— BEGIN Supplied data —

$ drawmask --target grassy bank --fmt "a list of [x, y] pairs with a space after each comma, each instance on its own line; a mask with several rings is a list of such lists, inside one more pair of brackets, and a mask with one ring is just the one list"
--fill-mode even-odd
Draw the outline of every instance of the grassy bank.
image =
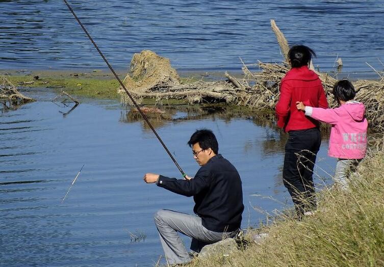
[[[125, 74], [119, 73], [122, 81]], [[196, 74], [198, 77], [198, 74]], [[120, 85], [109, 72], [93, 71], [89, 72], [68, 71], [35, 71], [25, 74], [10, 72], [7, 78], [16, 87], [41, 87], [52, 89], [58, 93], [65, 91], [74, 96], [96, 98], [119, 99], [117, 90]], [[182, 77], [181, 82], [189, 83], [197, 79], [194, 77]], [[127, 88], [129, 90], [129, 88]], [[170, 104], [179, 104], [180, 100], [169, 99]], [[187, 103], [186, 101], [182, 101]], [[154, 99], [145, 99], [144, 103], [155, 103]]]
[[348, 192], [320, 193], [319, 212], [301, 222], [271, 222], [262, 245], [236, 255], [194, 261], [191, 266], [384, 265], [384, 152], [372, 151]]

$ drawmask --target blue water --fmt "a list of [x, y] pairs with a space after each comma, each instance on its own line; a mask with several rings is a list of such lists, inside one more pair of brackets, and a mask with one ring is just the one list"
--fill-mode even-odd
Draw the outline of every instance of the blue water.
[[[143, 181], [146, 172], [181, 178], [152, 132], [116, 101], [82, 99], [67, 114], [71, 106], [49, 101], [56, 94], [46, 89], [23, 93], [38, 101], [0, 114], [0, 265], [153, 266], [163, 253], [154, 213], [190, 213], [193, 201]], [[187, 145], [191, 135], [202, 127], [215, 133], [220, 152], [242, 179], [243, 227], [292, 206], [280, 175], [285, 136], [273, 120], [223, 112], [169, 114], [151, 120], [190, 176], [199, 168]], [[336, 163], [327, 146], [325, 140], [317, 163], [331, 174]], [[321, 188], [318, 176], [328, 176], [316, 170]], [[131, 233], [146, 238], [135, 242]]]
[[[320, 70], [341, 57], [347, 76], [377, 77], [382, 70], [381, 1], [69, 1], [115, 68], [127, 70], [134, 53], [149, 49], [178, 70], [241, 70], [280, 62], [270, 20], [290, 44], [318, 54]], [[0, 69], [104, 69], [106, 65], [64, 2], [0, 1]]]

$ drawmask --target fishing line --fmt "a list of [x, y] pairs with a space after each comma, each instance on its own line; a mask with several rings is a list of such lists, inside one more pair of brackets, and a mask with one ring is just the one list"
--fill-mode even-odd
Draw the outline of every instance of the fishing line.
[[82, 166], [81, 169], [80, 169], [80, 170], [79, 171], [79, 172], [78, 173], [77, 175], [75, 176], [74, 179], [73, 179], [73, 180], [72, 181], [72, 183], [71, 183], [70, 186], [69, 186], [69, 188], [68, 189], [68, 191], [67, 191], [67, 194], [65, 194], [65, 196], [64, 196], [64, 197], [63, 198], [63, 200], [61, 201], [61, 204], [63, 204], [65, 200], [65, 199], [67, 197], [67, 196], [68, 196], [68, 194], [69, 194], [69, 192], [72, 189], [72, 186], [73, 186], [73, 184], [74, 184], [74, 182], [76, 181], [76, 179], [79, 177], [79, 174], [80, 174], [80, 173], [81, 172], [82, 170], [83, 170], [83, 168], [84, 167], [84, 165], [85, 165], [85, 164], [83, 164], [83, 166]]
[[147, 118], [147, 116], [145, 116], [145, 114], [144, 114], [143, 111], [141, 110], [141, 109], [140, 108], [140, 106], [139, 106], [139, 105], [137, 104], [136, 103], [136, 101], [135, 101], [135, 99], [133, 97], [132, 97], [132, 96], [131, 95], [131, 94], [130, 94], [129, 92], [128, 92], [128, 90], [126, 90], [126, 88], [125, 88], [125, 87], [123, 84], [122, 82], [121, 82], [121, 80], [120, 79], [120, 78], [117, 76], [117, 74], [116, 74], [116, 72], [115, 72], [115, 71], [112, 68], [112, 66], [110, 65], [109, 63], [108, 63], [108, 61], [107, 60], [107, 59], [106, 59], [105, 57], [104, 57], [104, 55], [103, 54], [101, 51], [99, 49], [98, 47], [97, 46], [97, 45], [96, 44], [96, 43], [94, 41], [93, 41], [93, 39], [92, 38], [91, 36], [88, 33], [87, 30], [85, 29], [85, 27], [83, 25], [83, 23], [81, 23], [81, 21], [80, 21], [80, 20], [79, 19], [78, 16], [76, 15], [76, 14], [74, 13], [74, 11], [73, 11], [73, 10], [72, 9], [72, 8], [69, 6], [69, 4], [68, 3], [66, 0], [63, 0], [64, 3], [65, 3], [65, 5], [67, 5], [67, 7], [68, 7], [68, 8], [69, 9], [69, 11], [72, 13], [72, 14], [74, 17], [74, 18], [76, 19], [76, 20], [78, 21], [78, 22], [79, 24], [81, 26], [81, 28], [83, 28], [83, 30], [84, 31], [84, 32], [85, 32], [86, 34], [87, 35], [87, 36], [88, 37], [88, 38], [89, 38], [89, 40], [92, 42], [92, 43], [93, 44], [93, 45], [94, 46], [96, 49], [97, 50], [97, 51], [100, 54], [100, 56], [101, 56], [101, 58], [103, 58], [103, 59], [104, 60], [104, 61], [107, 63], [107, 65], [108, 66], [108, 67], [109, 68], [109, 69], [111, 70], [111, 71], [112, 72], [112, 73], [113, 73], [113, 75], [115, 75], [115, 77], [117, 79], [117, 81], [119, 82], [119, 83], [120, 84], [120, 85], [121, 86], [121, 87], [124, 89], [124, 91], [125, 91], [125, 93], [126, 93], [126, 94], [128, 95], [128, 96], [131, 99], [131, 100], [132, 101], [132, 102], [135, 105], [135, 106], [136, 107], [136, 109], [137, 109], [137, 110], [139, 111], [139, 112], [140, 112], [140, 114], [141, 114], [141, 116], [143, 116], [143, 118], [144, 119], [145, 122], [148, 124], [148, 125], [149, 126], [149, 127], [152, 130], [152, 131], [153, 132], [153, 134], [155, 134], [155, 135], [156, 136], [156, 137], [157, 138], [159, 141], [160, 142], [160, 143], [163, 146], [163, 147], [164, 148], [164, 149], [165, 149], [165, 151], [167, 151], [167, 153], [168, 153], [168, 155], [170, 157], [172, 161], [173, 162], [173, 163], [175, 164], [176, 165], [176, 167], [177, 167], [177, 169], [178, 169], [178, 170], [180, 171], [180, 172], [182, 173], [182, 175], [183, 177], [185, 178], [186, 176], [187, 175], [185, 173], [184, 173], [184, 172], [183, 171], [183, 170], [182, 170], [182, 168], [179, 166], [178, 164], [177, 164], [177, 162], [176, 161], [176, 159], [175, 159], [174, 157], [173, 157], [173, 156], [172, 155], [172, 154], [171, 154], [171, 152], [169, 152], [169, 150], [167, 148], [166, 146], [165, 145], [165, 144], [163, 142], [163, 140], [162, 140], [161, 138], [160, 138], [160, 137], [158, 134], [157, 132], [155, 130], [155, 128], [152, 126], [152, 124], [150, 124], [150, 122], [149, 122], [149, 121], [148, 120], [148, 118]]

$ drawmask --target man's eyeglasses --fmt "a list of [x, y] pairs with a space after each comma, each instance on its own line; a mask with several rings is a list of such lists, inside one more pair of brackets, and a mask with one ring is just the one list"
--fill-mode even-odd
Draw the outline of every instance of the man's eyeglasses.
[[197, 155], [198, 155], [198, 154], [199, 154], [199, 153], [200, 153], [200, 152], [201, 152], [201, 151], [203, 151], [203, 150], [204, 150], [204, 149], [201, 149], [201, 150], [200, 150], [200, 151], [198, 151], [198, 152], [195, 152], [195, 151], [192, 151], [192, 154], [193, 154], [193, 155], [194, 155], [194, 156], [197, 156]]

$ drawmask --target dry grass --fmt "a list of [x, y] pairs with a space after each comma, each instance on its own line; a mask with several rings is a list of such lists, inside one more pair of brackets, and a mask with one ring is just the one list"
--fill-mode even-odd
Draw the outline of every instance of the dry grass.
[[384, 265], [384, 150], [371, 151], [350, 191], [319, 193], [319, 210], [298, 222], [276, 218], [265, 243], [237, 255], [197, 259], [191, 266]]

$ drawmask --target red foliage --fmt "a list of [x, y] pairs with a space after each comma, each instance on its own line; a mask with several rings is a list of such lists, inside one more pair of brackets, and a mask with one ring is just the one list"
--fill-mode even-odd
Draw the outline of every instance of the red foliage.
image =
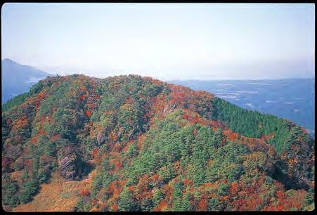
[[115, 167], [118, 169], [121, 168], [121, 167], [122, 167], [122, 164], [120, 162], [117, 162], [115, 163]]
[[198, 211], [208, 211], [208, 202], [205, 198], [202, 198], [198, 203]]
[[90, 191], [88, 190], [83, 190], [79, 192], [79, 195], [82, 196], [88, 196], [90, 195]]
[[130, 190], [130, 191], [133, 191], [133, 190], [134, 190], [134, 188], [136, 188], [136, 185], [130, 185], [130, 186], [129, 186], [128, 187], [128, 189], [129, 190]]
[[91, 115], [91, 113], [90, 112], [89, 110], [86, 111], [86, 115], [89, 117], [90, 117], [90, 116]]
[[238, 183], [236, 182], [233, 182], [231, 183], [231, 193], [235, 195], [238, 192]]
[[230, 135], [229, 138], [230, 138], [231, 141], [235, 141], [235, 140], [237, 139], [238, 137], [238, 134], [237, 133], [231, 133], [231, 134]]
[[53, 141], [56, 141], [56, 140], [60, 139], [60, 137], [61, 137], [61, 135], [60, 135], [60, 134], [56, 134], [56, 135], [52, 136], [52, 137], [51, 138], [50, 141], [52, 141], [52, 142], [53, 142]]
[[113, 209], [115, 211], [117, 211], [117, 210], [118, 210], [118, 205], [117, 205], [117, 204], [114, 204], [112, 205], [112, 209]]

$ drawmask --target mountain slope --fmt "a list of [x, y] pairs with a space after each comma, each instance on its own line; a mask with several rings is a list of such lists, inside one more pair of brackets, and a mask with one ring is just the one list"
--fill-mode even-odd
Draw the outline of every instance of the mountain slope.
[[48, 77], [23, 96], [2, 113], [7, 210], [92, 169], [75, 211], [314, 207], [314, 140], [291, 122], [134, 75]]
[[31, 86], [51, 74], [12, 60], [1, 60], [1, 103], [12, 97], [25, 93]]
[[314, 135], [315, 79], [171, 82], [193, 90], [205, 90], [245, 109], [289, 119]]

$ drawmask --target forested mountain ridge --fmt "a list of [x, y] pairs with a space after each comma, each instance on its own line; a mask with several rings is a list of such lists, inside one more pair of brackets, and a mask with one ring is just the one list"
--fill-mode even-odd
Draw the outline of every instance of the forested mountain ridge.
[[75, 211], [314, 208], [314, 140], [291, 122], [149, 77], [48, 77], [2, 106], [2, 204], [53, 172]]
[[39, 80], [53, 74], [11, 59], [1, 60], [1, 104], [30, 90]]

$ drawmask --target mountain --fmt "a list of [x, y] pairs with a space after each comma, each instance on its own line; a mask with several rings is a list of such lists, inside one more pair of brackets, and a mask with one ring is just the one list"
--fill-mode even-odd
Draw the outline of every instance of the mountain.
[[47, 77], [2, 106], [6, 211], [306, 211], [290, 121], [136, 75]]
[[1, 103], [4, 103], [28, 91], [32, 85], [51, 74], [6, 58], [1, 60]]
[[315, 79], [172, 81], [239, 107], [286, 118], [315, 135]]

— END Supplied data —

## Task details
Can you duplicate the lines above, character for character, starting at the line that contains "drawmask --target blue" and ending at the line that contains "[64, 2], [0, 1]]]", with both of those lines included?

## The output
$ drawmask --target blue water --fmt "a list of [x, y] pairs with a space after each comma, each instance on its own line; a mask with several rings is a list of such lists, inside one more pair of brackets, and a mask with one ring is just the one list"
--fill-mode even-odd
Draw the outline of every instance of the blue water.
[[[143, 181], [146, 172], [181, 178], [152, 132], [116, 101], [82, 99], [67, 114], [71, 106], [49, 101], [56, 94], [46, 89], [23, 93], [38, 101], [0, 114], [0, 265], [153, 266], [163, 253], [154, 213], [190, 213], [193, 201]], [[187, 145], [191, 135], [202, 127], [215, 133], [220, 152], [242, 179], [243, 227], [292, 206], [280, 175], [285, 136], [273, 120], [223, 112], [169, 114], [151, 120], [190, 176], [199, 168]], [[336, 163], [327, 146], [325, 140], [317, 163], [331, 174]], [[321, 188], [318, 176], [328, 176], [316, 170]], [[131, 233], [146, 238], [135, 242]]]
[[[320, 70], [341, 57], [347, 76], [377, 77], [382, 70], [381, 1], [69, 1], [115, 68], [127, 70], [134, 53], [149, 49], [178, 70], [241, 70], [280, 62], [270, 20], [290, 44], [318, 54]], [[0, 69], [104, 69], [106, 65], [64, 2], [0, 1]]]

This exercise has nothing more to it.